# [KERNEL] reemplazo para acpi (cerrado)

## bontakun

buenas comunidad

tasm como lo menciona el título del topic... necesito arreglar y/o reemplazar acpi, el cual está configurado en el kernel

mi problema es q hay un modulo/aplicación llamado kacpi que hace uso completo de la CPU calentandola como un carajo... cosa que me tiene más que preocupado

ya llevo vastante tiempo buscado solución al problema, pero no he encontrado nada que funcione exceptuando el hecho de arrancar sin el soporte para acpi, pero como trabajo en un portatil dicha opción no es de las mejores, entoncs mi consulta es si es que existe alguna aplición o demonio adicional a ACPI que haga su pega.

de ante mano, gracias

saludos

----------

## pelelademadera

chequea aca:

https://forums.gentoo.org/viewtopic-t-795081-start-0.html

aparentemente es el kernel que estas usando

----------

## bontakun

 *pelelademadera wrote:*   

> chequea aca:
> 
> https://forums.gentoo.org/viewtopic-t-795081-start-0.html
> 
> aparentemente es el kernel que estas usando

 

gracias... de hecho ese hilo también lo abrí yo... pero estube un tiempo sin inet y al final lo perdí... quedará eternamente abierto... pues no si retomarlo o cerrarlo

con respecto a las soluciones que me dan ahí... la actualización no me sirvió de nada... el problema se arrastra des la version 2.6.19, o al menos es o que he leído, y yo tengo el problema desde la 2.6.28, actualmente con la 2.6.31-r6 y me dispongo a configurar la r10

con respecto a la configuración y/o actualización de bios... la maquina en la que trabajo es un vaio... a si q a menos q estos dias hayan puesto un update de un modelo que es de hace 3 años y un poco más, dudo que pueda hacer algo =/

por lo mismo lo que busco es un cambio... ya no quiero jugar mas con acpi (de ser posible) y buscar otras alternativas

gracias igual

saludos

----------

## pelelademadera

y deshabilitalo desde el kernel y fijate que pasa...

----------

## the incredible hurd

Comprueba ACPI/Fix common problems. Quizá tengas que repararle los errores ACPI.

¿Con qué versión del kernel te ocurre?, ¿con todas? Si es con todas la única solución a tu problema está en el enlace anterior: reparar la DSDT.

----------

## bontakun

 *pelelademadera wrote:*   

> y deshabilitalo desde el kernel y fijate que pasa...

 

hoy actualisé a la ultima versión del kernel estable disponible en portage... y estoy monitoreando que pasa... a si q veré si me topo con le problema

 *the incredible hurd wrote:*   

> Comprueba ACPI/Fix common problems. Quizá tengas que repararle los errores ACPI.
> 
> ¿Con qué versión del kernel te ocurre?, ¿con todas? Si es con todas la única solución a tu problema está en el enlace anterior: reparar la DSDT.

 

me ha pasado con todas desde la 2.6.28 o al menos en esa me percaté xD

revisando el link por si mi ultima actualización no sirve

gracias, saludos

----------

## bontakun

bueno después de testear un buen rato el lkernel 2.4.31-r10 no he vueto a tener el problema de alsa de t° en la máquina, a si que voy a dar el tema por cerrado...

gracias por las ideas y por el link... pero a cualquier problema lo re abro xD

saludos

----------

▸ Datos proporcionados
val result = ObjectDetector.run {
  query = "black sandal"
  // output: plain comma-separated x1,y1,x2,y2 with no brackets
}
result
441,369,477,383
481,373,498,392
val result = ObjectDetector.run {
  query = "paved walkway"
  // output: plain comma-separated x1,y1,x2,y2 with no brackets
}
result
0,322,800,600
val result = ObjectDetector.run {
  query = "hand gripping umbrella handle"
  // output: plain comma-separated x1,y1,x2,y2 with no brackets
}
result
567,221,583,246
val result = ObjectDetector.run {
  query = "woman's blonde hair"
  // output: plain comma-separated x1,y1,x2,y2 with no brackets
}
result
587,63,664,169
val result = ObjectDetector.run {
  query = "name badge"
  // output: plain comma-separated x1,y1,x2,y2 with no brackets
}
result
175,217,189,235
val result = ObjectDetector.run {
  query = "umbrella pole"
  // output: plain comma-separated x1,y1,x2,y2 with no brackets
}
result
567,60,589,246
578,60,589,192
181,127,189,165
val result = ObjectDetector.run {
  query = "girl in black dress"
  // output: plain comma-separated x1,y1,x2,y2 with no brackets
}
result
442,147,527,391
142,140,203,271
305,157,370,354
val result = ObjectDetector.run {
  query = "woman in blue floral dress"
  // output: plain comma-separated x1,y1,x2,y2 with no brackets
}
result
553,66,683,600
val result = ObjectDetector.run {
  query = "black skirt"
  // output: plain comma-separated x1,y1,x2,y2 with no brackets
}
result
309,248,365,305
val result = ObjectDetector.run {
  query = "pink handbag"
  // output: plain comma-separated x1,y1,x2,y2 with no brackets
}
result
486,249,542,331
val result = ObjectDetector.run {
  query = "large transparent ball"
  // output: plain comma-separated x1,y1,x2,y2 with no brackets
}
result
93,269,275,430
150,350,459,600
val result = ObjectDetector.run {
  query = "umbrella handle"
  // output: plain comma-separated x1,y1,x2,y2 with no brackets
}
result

▸ Lista de tareas
[1] Reescribe como lista el párrafo del hilo sobre ACPI que empieza con «con respecto a las soluciones que me dan ahí», sin perder sus datos principales.
[2] En el hilo sobre ACPI, ¿cómo se llama el módulo que hace uso completo de la CPU?

▸ Resultados del ejercicio
[1]
- La actualización propuesta no sirvió de nada.
- Según lo leído, el problema se arrastra desde la versión 2.6.19.
- El problema aparece desde la 2.6.28.
- Actualmente se usa la 2.6.31-r6 y se va a configurar la r10.

[2] kacpi